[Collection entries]
────────
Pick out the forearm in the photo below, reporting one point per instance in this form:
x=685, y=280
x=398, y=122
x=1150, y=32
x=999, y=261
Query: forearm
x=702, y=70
────────
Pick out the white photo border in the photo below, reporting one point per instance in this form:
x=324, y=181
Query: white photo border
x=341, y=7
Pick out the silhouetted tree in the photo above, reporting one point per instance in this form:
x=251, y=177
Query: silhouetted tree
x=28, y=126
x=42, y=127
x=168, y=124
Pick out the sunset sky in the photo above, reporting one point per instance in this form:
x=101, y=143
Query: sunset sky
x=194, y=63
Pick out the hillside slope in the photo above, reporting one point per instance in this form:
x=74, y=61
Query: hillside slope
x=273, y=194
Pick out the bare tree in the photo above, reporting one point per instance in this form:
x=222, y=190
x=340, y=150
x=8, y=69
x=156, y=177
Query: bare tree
────────
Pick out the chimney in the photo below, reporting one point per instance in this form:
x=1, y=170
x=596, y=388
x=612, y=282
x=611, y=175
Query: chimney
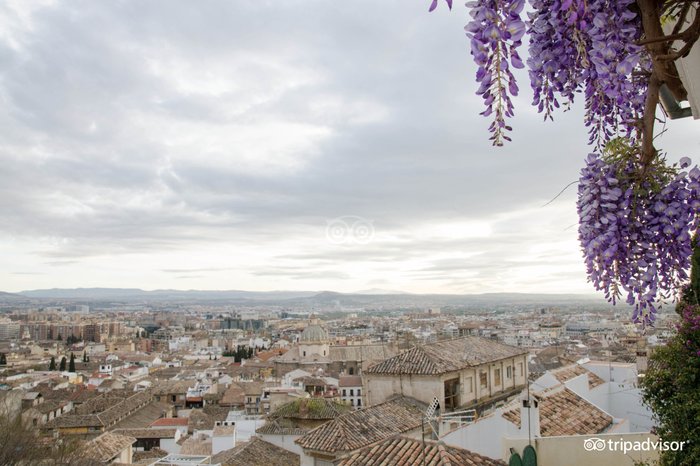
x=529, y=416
────────
What you need to do:
Copy the lines of the material from the line with "Pick out the bare" up to and including the line with "Query: bare tree", keeping them the same.

Reply:
Pick out the bare tree in the photo above, reporting one point per instance in this form:
x=222, y=190
x=340, y=150
x=8, y=69
x=156, y=177
Query: bare tree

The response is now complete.